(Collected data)
Start of Block

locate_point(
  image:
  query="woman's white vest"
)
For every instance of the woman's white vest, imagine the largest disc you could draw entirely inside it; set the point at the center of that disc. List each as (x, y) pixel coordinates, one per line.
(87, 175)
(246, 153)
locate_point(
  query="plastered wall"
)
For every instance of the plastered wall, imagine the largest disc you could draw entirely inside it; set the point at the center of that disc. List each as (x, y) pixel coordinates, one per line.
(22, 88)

End of Block

= TASK =
Without altering a single word, transcribe the entries above.

= PROBLEM SOLUTION =
locate_point(
  image:
  query="woman's white vest"
)
For every instance of the woman's white vest, imagine the largest disc you could draw entirely inside it; set the point at the center of that disc. List each as (x, y) pixel coordinates, one per line.
(87, 175)
(246, 153)
locate_point(
  query="plastered wall"
)
For every instance of the plastered wall, imagine the largest disc you could draw entirely inside it; set the point at the center of that disc. List each as (x, y) pixel coordinates, one per line.
(22, 88)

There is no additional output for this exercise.